▸ Data provided

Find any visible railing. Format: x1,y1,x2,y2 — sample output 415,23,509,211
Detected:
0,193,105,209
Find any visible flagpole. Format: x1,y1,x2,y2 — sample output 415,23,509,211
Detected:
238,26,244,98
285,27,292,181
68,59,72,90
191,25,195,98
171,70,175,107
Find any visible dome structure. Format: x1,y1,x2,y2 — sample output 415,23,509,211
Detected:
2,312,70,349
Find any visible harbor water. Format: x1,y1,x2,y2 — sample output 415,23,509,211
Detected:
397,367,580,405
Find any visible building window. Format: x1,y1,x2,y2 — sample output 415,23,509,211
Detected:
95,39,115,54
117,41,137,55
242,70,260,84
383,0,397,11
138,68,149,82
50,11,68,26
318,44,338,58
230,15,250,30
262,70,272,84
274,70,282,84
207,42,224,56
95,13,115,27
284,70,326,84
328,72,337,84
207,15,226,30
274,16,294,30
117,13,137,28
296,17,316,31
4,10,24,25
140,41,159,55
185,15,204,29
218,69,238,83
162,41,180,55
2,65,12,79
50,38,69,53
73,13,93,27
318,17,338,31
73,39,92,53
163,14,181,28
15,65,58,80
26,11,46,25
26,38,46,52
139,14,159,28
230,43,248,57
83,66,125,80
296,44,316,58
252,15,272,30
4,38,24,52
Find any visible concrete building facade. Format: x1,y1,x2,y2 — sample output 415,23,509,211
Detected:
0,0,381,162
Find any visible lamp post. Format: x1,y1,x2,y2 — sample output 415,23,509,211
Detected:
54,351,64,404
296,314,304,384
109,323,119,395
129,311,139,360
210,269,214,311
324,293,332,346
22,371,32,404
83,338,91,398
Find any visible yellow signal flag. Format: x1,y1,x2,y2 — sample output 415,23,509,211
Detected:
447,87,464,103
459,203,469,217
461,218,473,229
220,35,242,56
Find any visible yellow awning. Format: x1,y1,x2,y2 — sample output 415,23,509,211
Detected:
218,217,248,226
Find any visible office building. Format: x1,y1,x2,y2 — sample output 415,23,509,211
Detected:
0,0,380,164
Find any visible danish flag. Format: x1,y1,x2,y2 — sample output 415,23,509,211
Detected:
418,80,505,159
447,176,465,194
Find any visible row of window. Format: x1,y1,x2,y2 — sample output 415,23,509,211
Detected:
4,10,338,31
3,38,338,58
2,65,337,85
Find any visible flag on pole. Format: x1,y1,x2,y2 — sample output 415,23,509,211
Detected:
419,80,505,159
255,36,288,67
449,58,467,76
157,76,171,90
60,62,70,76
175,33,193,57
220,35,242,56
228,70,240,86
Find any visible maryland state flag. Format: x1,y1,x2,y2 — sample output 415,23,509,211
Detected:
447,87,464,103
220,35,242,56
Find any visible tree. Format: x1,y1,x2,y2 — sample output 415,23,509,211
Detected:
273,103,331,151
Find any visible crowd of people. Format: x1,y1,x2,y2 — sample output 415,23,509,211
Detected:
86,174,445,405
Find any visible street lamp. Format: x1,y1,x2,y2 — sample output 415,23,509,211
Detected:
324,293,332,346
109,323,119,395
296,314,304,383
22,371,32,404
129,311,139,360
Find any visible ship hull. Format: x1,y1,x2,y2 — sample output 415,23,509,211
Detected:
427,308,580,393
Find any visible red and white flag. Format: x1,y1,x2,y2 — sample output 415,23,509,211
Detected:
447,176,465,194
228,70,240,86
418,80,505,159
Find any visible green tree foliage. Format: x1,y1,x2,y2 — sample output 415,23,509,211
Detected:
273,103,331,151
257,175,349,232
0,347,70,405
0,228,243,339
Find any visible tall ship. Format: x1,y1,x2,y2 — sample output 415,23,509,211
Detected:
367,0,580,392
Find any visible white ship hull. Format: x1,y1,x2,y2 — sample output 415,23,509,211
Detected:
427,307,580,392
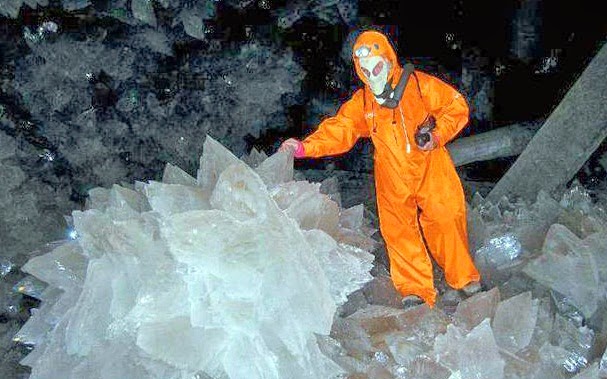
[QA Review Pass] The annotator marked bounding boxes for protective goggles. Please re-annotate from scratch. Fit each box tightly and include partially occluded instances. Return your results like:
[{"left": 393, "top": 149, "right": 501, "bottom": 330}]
[{"left": 354, "top": 46, "right": 371, "bottom": 58}]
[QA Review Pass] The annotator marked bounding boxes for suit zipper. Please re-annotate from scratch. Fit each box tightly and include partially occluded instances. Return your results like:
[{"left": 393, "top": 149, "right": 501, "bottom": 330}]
[{"left": 398, "top": 104, "right": 411, "bottom": 154}]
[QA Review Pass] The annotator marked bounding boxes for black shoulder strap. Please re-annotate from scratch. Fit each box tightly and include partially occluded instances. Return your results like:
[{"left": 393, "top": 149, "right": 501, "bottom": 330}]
[{"left": 378, "top": 63, "right": 419, "bottom": 109}]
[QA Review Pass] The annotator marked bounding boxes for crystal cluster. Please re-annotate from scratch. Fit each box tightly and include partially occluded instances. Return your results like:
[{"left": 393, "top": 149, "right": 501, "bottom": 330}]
[{"left": 15, "top": 137, "right": 373, "bottom": 379}]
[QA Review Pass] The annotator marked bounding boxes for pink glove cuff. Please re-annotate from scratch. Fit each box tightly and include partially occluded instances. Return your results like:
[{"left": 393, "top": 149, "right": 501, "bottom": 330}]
[{"left": 293, "top": 141, "right": 306, "bottom": 158}]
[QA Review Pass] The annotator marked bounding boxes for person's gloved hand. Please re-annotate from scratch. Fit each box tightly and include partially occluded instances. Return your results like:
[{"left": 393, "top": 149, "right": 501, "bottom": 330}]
[
  {"left": 419, "top": 133, "right": 438, "bottom": 151},
  {"left": 278, "top": 138, "right": 305, "bottom": 158}
]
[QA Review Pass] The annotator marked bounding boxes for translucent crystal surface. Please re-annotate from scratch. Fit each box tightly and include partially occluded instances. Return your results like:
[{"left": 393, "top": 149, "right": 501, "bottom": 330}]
[{"left": 16, "top": 137, "right": 376, "bottom": 379}]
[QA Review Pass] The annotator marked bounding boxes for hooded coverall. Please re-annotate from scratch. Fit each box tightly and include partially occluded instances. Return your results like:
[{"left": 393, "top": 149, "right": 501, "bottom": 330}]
[{"left": 302, "top": 31, "right": 480, "bottom": 307}]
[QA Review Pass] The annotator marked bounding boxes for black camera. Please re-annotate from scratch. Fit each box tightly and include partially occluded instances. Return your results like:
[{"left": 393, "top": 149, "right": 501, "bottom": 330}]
[{"left": 415, "top": 116, "right": 436, "bottom": 147}]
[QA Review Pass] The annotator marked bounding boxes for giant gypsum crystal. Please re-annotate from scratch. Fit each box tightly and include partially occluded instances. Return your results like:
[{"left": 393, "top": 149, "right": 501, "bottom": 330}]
[{"left": 15, "top": 138, "right": 373, "bottom": 379}]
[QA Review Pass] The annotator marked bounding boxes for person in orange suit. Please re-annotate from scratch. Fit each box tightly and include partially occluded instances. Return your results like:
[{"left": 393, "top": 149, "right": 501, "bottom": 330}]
[{"left": 279, "top": 31, "right": 481, "bottom": 307}]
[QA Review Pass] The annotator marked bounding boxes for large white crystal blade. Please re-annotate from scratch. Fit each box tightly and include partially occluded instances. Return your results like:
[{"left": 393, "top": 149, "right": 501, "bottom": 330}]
[
  {"left": 162, "top": 163, "right": 196, "bottom": 186},
  {"left": 144, "top": 181, "right": 211, "bottom": 217},
  {"left": 65, "top": 256, "right": 116, "bottom": 357},
  {"left": 434, "top": 319, "right": 505, "bottom": 379},
  {"left": 21, "top": 242, "right": 88, "bottom": 290},
  {"left": 197, "top": 136, "right": 240, "bottom": 191},
  {"left": 211, "top": 162, "right": 279, "bottom": 220},
  {"left": 453, "top": 287, "right": 500, "bottom": 330},
  {"left": 255, "top": 152, "right": 293, "bottom": 188},
  {"left": 304, "top": 230, "right": 375, "bottom": 305},
  {"left": 108, "top": 184, "right": 150, "bottom": 214},
  {"left": 492, "top": 291, "right": 538, "bottom": 353},
  {"left": 137, "top": 317, "right": 227, "bottom": 372},
  {"left": 339, "top": 204, "right": 365, "bottom": 230},
  {"left": 523, "top": 224, "right": 600, "bottom": 317}
]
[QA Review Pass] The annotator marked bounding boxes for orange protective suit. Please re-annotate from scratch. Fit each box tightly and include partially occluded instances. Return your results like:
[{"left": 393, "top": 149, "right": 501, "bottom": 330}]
[{"left": 303, "top": 31, "right": 480, "bottom": 306}]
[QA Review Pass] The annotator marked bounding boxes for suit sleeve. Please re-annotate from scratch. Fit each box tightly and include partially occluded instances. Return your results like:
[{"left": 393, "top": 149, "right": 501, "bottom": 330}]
[
  {"left": 303, "top": 89, "right": 369, "bottom": 158},
  {"left": 416, "top": 71, "right": 470, "bottom": 146}
]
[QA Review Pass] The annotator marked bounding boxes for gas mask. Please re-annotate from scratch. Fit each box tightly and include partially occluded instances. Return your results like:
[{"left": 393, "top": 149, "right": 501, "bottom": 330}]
[
  {"left": 359, "top": 56, "right": 390, "bottom": 101},
  {"left": 354, "top": 46, "right": 413, "bottom": 108}
]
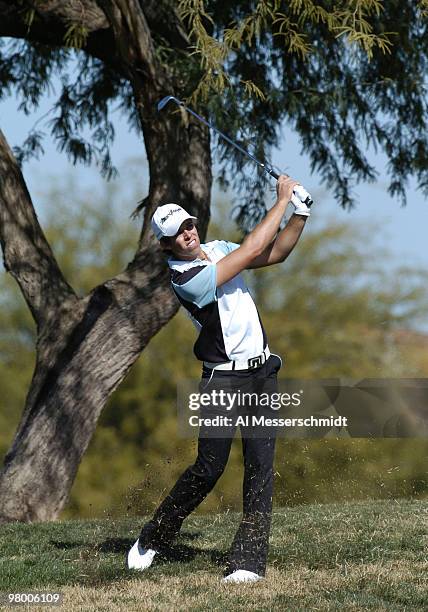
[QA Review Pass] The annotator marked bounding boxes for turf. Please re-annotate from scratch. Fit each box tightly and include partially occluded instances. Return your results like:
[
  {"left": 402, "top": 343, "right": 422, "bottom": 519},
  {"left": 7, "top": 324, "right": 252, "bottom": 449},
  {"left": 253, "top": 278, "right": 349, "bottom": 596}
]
[{"left": 0, "top": 500, "right": 428, "bottom": 612}]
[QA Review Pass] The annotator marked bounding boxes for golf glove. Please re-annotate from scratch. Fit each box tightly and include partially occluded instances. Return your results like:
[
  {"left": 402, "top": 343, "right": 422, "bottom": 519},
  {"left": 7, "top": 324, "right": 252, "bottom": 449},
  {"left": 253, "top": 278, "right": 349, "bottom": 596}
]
[{"left": 291, "top": 185, "right": 313, "bottom": 217}]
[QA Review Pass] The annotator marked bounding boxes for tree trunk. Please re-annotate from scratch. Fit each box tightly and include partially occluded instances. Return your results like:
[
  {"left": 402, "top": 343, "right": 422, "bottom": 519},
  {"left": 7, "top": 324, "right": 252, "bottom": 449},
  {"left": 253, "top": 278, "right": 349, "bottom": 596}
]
[{"left": 0, "top": 0, "right": 211, "bottom": 522}]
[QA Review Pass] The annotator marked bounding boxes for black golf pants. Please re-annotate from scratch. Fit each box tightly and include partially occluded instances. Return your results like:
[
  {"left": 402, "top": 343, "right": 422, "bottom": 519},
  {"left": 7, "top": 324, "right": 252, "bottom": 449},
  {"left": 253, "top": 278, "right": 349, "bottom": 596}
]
[{"left": 140, "top": 355, "right": 281, "bottom": 575}]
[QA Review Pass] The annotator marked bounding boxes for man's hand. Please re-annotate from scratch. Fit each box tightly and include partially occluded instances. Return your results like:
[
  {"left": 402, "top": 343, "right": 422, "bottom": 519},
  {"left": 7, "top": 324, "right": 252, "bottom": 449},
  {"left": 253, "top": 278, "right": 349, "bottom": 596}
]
[
  {"left": 291, "top": 193, "right": 311, "bottom": 217},
  {"left": 291, "top": 183, "right": 313, "bottom": 217},
  {"left": 276, "top": 174, "right": 299, "bottom": 204}
]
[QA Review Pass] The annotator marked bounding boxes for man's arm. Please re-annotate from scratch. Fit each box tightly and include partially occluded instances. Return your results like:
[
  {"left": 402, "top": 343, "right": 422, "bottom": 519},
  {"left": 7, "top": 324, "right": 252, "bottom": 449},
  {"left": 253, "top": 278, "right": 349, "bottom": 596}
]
[
  {"left": 247, "top": 215, "right": 307, "bottom": 269},
  {"left": 216, "top": 175, "right": 303, "bottom": 287}
]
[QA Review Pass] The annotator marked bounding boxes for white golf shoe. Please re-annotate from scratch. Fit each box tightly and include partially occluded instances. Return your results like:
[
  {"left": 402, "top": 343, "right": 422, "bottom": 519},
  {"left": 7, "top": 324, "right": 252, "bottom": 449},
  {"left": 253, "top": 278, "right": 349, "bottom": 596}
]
[
  {"left": 128, "top": 540, "right": 157, "bottom": 570},
  {"left": 222, "top": 570, "right": 262, "bottom": 584}
]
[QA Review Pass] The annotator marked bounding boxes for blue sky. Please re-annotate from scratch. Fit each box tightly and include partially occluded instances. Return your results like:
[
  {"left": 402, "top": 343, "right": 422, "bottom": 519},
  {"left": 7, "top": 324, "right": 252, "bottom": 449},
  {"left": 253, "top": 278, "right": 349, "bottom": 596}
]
[
  {"left": 0, "top": 83, "right": 428, "bottom": 329},
  {"left": 0, "top": 87, "right": 428, "bottom": 268}
]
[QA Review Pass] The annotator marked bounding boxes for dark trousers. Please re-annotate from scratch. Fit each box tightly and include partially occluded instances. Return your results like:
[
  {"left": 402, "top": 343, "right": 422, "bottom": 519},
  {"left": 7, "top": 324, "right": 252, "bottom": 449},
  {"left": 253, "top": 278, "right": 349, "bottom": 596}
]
[{"left": 140, "top": 355, "right": 281, "bottom": 575}]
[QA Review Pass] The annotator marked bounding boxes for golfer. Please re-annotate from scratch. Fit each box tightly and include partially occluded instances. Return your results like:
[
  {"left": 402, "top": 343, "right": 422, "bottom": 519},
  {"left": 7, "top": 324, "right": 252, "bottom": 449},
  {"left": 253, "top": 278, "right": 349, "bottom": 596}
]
[{"left": 128, "top": 175, "right": 310, "bottom": 583}]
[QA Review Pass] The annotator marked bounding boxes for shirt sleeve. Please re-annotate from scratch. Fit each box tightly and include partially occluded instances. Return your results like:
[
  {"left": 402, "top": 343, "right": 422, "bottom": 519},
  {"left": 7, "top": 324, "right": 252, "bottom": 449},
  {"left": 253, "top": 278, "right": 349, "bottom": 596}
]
[
  {"left": 218, "top": 240, "right": 241, "bottom": 255},
  {"left": 171, "top": 264, "right": 217, "bottom": 308}
]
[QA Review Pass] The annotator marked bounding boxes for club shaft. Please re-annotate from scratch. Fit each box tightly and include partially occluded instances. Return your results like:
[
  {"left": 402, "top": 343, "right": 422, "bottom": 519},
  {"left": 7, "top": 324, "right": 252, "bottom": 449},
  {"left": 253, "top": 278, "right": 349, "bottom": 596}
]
[{"left": 182, "top": 104, "right": 279, "bottom": 180}]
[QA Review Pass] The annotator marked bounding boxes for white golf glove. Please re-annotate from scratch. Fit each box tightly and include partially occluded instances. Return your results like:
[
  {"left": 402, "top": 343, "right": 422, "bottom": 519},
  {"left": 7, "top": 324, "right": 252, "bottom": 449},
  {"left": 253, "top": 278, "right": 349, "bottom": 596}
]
[{"left": 290, "top": 185, "right": 313, "bottom": 217}]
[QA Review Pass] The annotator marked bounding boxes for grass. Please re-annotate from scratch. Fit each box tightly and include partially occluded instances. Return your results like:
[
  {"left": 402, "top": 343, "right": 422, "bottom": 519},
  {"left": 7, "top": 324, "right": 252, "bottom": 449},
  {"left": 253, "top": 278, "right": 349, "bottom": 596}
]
[{"left": 0, "top": 500, "right": 428, "bottom": 612}]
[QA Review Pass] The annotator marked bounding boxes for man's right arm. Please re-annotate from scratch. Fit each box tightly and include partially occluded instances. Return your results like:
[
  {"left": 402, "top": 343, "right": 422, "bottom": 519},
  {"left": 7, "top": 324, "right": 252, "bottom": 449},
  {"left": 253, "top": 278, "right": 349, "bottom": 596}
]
[{"left": 216, "top": 175, "right": 298, "bottom": 287}]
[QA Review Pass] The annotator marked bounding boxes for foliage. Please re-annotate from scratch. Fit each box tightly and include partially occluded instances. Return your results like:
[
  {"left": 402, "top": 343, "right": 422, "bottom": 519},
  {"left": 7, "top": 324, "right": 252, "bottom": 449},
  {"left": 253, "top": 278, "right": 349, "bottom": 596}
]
[
  {"left": 0, "top": 0, "right": 428, "bottom": 228},
  {"left": 0, "top": 173, "right": 428, "bottom": 517}
]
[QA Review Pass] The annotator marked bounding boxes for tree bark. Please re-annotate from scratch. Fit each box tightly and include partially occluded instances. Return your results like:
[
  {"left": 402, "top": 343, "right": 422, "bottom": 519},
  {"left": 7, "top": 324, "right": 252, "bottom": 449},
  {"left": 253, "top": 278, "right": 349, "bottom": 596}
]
[{"left": 0, "top": 0, "right": 211, "bottom": 522}]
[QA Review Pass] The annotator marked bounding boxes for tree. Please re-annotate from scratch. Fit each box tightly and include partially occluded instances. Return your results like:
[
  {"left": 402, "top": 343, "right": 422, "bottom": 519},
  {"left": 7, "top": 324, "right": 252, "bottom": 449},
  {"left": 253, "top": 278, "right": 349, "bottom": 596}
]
[
  {"left": 0, "top": 176, "right": 428, "bottom": 518},
  {"left": 0, "top": 0, "right": 428, "bottom": 521}
]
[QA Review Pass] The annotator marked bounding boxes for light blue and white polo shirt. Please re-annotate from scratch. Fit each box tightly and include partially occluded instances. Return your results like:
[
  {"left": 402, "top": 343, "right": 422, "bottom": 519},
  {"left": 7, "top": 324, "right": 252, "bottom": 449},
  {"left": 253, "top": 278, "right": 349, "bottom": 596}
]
[{"left": 168, "top": 240, "right": 267, "bottom": 363}]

▸ Exercise
Extract every line in the entries above that contains the word "window" and copy each one out.

▸ Expected answer
Find any visible building window. Format: x1,y1,x2,y2 — sample output 415,23,509,211
Find any visible row of window. Format: x1,y1,x2,y2 — sample output 415,23,509,211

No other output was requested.